— Exercise description —
For each statement (a), (b), and (c), decide whether it agrees with the lab description below. Answer yes or no, and quote the exact words from the description that settle it.

(a) The lab is located in the N.1 Institute for Health.
(b) State-of-the-art artificial intelligence systems have succeeded in replicating general intelligence.
(c) In primates, the lateral prefrontal cortex plays an important role in maintaining working memory information.

Start of Given passage

Our lab, led by Assistant Professor Camilo Libedinsky, is part of the Department of Psychology of the National University of Singapore and located in the N.1 Institute for Health (N.1).
The broad motivation behind my work is to understand the computational principles that underlie cognitive operations. General intelligence (GI) is a term used to describe a specific set of abilities possessed by a physical system, which include the ability to reason, use strategies to solve tasks, represent commonsense knowledge, plan actions, learn efficiently, and integrate all these skills towards achieving goals. To date, the only systems known to possess GI are animals with large brains, including birds and mammals. Cognitive neuroscience has provided important information about the cognitive building blocks of GI, how they interact, and how they are implemented in the brain. However, we still lack a computational understanding of GI. This lack of understanding is reflected in our inability to replicate GI in man-made systems, including the state-of-the-art artificial intelligence (AI) systems.
Underlying the abilities that constitute GI are a few key cognitive building blocks. One such building block is working memory, which is the ability to maintain information “online” for processing and to drive future action; this function is essential to most forms of intelligent behavior. In primates (including humans), the lateral prefrontal cortex (LPFC) plays an important role in the maintenance of working memory information. My work in this field attempts to address two different, but related questions: (1) What is the neural mechanism that allows the maintenance of working memory information in the LPFC?, and (2) How is working memory information conveyed to regions that receive input from the LPFC? This line of work has consequences for the study of normal cognition, abnormal cognition, and artificial cognition.

End of Given passage
Start of Provided data

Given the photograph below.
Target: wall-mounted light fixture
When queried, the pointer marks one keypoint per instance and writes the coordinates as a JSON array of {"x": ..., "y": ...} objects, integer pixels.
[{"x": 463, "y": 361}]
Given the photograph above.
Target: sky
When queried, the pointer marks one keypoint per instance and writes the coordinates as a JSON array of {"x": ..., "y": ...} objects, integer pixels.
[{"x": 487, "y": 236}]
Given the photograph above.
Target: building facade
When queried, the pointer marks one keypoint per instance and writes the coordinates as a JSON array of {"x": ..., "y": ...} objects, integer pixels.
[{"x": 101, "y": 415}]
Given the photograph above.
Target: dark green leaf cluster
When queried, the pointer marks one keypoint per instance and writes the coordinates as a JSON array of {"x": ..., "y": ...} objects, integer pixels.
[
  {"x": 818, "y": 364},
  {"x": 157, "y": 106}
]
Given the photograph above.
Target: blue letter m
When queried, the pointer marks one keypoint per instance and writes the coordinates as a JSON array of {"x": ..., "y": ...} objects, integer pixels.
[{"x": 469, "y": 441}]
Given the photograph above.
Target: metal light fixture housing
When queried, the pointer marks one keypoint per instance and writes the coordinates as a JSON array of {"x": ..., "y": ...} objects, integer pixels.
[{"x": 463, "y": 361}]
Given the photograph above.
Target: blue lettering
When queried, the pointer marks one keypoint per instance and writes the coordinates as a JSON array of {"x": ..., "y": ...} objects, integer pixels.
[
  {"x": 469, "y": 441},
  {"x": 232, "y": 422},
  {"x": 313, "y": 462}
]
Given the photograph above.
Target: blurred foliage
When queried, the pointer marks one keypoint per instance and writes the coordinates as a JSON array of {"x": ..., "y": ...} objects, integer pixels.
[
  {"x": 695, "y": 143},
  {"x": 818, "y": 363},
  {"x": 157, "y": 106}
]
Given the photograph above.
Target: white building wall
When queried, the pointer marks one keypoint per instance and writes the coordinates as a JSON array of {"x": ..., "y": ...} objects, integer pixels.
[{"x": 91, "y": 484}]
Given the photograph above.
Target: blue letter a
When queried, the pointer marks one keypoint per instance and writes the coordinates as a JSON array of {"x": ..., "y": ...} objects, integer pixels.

End of Provided data

— The answer —
(a) Yes: "located in the N.1 Institute for Health (N.1)"
(b) No: "our inability to replicate GI in man-made systems, including the state-of-the-art artificial intelligence (AI) systems"
(c) Yes: "In primates (including humans), the lateral prefrontal cortex (LPFC) plays an important role in the maintenance of working memory information."